Source:
○ ○ ○

5. One Piece of Nonsense for Another: Nineteen Eighty-Four Part I, Chapter 4

Audio version / edition: Nineteen Eighty-Four (1949), introd. Julian Symons and ed. Peter Davison (London: Everyman’s Library, 1992)

We learn in this part of the novel about how Ingsoc controls the past—how its teams of revisionist clerks obey the will of the ‘directing brains’ (p. 45) who tell them how to tidy and reposition human history. A procedural chapter, in other words; a stretch of narrative devoted to how Winston’s world works and how he works in it. The chapter’s focus is the rewriting of documents—in this case, articles in the Times that have been deemed erroneous, and which must be brought up to date. Some of the articles concern announcements made by Big Brother; others, official proclamations to do with rates of production and the allocation of rations. Where these articles conflict with the present needs and ambitions of the Party they must be amended, thereby ensuring that history, as captured in the official records, at any rate, has always tended in a single, unchallengeable direction. ‘In this way’, we learn, ‘every prediction made by the Party [can] be shown by documentary evidence’ to be and always to have been ‘correct’ (p. 42). Such an effort demands an intricate architecture of ‘cross-referencing’ to ensure that ‘the chosen lie [can] pass into the permanent records and become truth’ (p. 48). Yet clearly Ingsoc has the resources and manpower required for this nigh-on unimaginable labour of corrections on corrections on corrections. The whole effort is made possible by ‘the huge complexity of the Records Department’, with its ‘swarms of workers’, ‘huge printing shops’, ‘tele-programmes section’, ‘armies of reference clerks’, and, most importantly of all, ‘the vast repositories where the corrected documents [are] stored’ (p. 45). There is something of the sublime about the whole affair—something impressive but terrifying about the vast quantity of bureaucratic and administrative effort required to keep such a system going. 

Although it’s been established in previous chapters that Winston is always very careful not to show dissatisfaction with his daily routine, he begins his day at the Ministry of Truth with a ‘deep, unconscious sigh’ (p. 40). Not even the nearness of the telescreen can stop him from exhaling noisily, however dangerous it might be. The action is unwitting and mechanical, automatic—it offers another glimpse into how Oceania’s world of unconscious priorities makes its citizens unthinking. But there are different kinds of unthinking behaviour. There’s the kind of action that’s unthinking because it’s become instinctive, and then there’s the kind of action that’s unthinking because it’s thoughtless, or absent-minded. Winston seems to be both: he’s machine-like, to an extent, but he’s also tired. Yet his work does give him a certain satisfaction. Indeed, his ‘greatest pleasure in life [is] in his work’, much of which is ‘tedious routine’, with some of it involving ‘jobs so difficult and intricate’ that they allow the worker to lose himself ‘in them as in the depths of a mathematical problem’ (p. 46). Winston’s job involves calculations that have all the pleasure and reward of advanced mathematics, and in this sense it involves labour done for its own sake. There is a gruesome connection, in other words, between Winston’s labour and the ‘liquid’ (p. 130) song of the warbling thrush, who sings in the countryside for itself and for itself alone. But whereas the thrush sings for no reason except for its own fulfilment, Winston works so that fulfilment of a very different sort can be said always to have happened in an entirely predictable, always inevitable way: the fulfilment of five-year plans, of labour forecasts, wars, and power.

○ ○ ○

Dataset records:
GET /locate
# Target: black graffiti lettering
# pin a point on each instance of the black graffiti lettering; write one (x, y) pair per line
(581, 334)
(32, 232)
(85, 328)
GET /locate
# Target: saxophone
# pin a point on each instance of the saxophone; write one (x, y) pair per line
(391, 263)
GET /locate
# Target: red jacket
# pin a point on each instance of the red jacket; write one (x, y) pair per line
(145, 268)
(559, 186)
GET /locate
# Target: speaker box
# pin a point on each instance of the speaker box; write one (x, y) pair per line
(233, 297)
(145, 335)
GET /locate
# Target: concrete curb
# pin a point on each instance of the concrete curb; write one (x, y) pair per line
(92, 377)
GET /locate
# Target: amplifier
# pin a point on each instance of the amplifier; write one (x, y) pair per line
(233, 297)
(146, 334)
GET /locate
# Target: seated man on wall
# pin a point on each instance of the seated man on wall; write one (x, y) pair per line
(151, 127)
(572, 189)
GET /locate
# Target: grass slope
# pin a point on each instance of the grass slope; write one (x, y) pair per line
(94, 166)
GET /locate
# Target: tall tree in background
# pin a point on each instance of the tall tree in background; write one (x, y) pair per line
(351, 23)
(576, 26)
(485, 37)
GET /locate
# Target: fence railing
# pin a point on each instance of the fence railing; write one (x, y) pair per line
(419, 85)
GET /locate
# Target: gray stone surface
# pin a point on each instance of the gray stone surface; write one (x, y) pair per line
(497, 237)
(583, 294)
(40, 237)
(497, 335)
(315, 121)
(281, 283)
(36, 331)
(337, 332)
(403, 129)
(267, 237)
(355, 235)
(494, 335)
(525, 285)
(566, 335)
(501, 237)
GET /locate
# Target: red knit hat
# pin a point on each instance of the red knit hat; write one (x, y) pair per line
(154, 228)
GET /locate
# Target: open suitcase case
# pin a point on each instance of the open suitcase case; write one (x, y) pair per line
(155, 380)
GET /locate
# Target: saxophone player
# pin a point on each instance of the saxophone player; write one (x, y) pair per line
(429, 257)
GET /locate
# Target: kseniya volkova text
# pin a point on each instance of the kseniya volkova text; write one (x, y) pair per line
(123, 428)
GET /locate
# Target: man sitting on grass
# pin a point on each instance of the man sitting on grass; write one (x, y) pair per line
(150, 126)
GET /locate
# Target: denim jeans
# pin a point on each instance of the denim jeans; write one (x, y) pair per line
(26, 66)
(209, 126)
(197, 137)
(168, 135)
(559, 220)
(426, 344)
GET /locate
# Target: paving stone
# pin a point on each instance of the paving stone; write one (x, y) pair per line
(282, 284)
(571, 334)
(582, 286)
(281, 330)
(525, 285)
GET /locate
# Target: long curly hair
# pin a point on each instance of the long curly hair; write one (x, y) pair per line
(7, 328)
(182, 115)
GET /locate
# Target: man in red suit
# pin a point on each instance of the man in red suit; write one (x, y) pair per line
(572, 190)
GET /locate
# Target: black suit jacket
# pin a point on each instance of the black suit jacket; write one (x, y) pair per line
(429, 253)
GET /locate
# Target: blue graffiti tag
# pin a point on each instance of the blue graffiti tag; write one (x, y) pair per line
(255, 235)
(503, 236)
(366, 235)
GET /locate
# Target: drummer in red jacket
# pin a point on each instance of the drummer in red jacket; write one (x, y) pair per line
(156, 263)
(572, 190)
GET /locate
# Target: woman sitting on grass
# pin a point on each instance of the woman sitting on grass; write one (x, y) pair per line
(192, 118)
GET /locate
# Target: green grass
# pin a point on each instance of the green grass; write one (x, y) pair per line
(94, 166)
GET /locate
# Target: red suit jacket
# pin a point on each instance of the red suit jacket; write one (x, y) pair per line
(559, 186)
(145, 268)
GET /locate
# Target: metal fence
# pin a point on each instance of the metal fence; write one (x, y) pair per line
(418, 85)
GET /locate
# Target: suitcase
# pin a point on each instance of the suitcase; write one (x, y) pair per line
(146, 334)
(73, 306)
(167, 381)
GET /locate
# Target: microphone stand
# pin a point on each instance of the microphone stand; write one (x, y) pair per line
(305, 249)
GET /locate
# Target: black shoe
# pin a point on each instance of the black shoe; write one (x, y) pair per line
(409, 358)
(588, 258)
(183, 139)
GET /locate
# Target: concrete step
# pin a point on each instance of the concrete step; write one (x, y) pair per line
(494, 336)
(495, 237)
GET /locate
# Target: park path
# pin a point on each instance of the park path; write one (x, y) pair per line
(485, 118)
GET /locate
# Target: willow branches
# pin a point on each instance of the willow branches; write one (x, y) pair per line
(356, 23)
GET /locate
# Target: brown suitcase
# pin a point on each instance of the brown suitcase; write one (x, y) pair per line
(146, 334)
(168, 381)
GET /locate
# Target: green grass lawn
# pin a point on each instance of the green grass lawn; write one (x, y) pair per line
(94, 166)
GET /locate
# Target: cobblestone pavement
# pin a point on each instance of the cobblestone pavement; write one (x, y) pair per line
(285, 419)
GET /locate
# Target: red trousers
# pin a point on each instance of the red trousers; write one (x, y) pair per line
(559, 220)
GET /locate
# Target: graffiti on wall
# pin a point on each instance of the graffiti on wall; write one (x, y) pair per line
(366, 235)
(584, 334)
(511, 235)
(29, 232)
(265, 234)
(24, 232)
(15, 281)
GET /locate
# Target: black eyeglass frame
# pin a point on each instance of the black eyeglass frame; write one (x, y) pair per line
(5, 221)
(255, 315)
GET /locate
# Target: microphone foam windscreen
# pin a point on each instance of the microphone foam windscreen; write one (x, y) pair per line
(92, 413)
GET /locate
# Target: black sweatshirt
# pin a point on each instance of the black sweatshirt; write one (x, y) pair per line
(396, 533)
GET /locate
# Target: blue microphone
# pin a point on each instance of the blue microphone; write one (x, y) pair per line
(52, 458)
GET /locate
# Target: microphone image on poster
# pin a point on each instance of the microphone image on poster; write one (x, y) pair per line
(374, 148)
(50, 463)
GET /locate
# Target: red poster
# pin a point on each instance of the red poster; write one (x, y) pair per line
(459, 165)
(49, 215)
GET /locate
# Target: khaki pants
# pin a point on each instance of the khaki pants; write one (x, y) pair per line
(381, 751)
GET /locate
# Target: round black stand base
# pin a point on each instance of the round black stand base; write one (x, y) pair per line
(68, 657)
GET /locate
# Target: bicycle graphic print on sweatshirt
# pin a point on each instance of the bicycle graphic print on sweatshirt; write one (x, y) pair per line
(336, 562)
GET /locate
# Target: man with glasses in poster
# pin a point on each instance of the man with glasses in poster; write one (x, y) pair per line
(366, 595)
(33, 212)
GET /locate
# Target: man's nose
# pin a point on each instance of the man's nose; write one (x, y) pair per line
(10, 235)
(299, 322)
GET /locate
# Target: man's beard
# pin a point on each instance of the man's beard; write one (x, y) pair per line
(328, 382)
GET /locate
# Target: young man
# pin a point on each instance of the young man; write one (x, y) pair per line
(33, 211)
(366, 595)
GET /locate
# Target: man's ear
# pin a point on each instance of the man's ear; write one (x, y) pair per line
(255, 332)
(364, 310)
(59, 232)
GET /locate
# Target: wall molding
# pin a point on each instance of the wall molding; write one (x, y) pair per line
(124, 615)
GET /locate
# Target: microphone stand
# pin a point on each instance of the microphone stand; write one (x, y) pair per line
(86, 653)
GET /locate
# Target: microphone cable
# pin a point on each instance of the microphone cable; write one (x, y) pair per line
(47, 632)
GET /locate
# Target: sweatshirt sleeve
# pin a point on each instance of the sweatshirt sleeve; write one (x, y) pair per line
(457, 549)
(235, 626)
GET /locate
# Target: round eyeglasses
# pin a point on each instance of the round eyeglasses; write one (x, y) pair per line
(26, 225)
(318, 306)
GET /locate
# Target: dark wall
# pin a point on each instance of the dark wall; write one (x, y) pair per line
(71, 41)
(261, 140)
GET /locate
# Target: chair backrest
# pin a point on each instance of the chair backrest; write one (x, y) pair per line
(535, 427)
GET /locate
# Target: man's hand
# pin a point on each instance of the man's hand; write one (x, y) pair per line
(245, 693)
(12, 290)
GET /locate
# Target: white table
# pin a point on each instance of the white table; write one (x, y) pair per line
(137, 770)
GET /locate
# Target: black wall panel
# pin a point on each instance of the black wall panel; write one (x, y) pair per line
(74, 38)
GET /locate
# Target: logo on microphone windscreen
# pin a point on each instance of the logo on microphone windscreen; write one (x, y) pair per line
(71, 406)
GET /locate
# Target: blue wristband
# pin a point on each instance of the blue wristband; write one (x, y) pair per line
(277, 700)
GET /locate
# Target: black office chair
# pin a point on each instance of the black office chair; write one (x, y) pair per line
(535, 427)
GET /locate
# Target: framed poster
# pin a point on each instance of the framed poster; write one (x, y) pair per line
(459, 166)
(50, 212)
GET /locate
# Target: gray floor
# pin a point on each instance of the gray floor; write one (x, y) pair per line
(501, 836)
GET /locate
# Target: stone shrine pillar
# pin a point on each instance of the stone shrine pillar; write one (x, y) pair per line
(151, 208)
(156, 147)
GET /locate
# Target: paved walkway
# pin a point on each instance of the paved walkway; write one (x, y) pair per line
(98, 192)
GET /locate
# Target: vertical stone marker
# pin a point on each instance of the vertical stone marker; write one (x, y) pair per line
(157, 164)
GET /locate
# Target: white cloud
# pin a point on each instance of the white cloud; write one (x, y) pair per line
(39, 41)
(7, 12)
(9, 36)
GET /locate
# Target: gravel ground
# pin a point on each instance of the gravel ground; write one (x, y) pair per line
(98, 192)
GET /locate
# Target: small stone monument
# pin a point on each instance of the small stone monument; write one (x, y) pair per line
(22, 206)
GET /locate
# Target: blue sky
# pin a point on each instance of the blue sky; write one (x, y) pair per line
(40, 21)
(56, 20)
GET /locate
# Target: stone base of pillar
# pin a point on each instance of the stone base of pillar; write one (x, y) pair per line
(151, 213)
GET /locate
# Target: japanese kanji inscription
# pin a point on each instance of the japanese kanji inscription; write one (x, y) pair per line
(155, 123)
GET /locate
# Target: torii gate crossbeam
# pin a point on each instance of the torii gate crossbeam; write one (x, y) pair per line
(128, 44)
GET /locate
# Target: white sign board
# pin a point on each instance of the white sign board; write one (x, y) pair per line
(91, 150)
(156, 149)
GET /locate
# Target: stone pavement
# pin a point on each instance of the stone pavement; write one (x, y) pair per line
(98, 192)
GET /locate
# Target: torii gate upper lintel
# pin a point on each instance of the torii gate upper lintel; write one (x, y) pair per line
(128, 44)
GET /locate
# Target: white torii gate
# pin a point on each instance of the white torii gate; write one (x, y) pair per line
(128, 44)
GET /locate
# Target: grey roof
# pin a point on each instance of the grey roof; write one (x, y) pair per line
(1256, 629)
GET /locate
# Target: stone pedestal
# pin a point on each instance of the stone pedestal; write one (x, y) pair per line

○ ○ ○

Problems and tasks:
(1) Summarize the Nineteen Eighty-Four commentary in two sentences.
(2) Print everything in the Nineteen Eighty-Four commentary from "5. One Piece" down to "Everyman’s Library, 1992)", unchanged.

Answers for the tasks:
(1) Chapter 4 shows how Ingsoc controls the past: a huge Records Department of clerks rewrites erroneous Times articles so that every Party prediction can be shown to have always been correct. Winston begins his day with an unconscious sigh, yet his greatest pleasure is his work, whose intricate calculations give him the satisfaction of labor done for its own sake, though it serves to make the Party's plans and power seem always fulfilled.

(2)
5. One Piece of Nonsense for Another: Nineteen Eighty-Four Part I, Chapter 4

Audio version / edition: Nineteen Eighty-Four (1949), introd. Julian Symons and ed. Peter Davison (London: Everyman’s Library, 1992)